GOAL: Report each line in the entries below that contains the word "steeple". Case matters.

DATA:
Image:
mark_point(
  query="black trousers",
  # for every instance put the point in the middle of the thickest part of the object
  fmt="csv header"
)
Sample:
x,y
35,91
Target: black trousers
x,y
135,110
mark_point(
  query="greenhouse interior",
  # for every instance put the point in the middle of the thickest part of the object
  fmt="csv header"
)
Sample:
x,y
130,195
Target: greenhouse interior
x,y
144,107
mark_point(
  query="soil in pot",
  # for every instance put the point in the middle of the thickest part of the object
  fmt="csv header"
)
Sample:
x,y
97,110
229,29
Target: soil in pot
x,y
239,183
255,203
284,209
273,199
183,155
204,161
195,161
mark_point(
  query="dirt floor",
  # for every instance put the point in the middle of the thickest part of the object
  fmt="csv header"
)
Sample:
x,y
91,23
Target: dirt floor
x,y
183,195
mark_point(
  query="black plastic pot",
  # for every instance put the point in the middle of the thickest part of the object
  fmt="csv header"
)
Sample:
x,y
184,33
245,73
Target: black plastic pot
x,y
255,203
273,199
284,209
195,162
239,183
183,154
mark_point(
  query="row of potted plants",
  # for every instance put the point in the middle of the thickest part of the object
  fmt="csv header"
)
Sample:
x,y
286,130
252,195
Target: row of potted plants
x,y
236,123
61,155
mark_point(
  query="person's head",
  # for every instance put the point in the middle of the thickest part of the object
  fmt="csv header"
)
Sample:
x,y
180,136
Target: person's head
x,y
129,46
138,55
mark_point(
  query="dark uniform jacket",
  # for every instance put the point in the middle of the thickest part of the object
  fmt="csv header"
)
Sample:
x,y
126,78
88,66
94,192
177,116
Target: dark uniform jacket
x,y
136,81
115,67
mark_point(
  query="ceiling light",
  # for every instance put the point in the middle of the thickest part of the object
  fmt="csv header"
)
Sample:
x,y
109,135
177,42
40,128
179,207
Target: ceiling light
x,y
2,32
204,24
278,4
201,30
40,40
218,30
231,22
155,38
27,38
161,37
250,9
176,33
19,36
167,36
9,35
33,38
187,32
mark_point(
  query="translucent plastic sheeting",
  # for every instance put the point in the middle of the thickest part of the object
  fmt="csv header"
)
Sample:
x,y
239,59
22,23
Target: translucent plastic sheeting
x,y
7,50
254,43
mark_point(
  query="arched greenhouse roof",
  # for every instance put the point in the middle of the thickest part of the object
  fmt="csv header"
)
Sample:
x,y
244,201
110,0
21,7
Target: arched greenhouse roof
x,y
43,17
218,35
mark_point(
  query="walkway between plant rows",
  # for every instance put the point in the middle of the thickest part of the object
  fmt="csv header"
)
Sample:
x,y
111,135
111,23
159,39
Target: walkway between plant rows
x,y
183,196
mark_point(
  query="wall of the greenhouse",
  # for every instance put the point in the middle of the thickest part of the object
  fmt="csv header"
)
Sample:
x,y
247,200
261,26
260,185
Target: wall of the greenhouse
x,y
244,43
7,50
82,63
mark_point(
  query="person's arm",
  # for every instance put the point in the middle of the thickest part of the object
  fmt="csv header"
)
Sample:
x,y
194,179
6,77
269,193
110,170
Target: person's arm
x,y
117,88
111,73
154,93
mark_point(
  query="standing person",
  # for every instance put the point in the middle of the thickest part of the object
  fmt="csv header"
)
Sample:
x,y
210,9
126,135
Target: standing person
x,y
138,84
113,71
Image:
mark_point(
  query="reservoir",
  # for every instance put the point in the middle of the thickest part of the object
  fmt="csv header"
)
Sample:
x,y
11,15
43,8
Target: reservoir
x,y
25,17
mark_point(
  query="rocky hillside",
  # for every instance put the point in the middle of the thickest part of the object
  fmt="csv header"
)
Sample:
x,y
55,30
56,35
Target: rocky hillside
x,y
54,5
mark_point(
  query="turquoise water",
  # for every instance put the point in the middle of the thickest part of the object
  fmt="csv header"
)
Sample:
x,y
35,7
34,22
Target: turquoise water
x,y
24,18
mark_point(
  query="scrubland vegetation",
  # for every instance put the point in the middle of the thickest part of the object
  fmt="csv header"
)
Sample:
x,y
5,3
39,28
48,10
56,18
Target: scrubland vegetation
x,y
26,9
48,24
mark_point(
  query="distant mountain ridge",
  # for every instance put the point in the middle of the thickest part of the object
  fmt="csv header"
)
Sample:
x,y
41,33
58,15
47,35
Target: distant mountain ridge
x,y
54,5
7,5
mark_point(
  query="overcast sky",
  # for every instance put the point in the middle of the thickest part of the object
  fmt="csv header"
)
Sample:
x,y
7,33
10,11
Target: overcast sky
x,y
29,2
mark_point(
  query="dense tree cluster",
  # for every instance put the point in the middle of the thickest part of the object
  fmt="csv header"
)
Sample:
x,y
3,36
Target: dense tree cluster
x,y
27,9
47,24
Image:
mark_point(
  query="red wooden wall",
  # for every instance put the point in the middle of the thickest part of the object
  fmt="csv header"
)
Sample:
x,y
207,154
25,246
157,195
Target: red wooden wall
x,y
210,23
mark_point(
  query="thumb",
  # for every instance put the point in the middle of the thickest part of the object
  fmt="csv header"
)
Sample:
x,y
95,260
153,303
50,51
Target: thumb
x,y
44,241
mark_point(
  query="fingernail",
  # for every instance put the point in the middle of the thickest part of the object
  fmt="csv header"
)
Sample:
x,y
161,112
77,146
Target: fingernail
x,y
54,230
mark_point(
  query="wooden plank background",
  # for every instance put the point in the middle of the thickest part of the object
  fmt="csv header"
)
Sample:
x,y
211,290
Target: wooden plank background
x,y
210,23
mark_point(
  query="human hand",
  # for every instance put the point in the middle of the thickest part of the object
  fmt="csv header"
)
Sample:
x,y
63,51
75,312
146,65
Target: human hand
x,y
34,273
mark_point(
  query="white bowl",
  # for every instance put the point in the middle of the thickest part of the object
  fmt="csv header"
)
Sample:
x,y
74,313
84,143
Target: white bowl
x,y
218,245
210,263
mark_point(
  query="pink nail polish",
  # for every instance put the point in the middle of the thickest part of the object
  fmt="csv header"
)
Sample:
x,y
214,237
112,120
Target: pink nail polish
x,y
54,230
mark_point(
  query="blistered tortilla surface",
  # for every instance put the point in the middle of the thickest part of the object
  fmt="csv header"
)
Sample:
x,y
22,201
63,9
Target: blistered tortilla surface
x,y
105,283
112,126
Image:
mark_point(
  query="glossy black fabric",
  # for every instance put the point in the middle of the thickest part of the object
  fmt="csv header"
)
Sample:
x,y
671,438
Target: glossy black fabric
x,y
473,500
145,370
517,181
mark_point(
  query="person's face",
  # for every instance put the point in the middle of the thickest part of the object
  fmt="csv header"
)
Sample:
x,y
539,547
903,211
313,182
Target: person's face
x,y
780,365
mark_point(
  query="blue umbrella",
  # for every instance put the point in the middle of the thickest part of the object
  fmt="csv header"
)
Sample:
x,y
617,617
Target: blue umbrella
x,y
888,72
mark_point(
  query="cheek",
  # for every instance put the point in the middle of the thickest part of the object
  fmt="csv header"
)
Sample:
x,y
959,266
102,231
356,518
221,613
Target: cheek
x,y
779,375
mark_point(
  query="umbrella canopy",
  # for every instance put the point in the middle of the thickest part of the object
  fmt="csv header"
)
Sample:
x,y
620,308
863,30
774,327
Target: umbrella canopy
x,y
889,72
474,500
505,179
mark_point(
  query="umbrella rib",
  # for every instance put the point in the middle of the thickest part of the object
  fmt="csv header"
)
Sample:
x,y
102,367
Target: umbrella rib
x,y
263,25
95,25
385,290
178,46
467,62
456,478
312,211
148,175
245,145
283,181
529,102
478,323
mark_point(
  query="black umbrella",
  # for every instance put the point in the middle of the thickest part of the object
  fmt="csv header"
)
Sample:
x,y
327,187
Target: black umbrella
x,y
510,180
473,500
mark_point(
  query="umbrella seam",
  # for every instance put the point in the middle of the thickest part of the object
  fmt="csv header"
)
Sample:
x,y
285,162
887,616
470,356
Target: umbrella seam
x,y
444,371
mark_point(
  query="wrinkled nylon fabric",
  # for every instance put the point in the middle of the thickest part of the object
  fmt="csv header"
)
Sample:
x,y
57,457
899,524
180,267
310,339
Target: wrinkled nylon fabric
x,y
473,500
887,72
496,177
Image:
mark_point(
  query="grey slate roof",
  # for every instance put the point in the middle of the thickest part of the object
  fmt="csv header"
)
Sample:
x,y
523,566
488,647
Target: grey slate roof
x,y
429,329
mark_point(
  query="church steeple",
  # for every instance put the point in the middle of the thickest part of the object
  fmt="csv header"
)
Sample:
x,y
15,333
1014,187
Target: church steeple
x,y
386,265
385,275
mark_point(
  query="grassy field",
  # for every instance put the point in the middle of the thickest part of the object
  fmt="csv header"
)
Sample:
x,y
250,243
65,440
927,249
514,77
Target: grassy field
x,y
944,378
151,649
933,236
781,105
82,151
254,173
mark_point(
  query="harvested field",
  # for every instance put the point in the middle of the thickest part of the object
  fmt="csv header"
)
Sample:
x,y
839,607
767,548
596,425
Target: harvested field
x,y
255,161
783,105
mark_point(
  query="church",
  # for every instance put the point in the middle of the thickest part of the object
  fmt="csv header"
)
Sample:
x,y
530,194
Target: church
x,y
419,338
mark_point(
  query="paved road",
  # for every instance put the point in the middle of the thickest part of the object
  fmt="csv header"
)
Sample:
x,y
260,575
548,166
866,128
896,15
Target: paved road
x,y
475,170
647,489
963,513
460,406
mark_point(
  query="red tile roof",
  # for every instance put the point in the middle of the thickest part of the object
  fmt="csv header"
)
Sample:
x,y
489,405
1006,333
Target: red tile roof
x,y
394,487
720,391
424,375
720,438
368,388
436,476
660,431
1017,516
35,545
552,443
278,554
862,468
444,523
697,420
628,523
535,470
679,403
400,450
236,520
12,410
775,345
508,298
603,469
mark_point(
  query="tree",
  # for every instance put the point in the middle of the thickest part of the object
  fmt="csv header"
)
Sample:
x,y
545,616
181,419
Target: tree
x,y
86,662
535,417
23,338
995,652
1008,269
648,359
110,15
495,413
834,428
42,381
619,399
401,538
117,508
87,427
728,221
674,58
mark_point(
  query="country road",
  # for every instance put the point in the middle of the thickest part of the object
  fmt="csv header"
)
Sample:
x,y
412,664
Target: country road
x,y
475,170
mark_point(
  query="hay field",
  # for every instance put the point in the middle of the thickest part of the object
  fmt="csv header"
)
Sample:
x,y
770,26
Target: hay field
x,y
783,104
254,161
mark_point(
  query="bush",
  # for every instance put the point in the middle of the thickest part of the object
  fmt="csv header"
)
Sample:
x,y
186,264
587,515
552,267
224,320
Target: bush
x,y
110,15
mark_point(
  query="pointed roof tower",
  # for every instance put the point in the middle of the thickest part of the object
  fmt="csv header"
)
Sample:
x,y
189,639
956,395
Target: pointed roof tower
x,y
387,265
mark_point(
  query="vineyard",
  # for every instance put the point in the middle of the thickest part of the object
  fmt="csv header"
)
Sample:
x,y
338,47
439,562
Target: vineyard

RESPONSE TO THE TASK:
  query="church steeple",
Target: church steeple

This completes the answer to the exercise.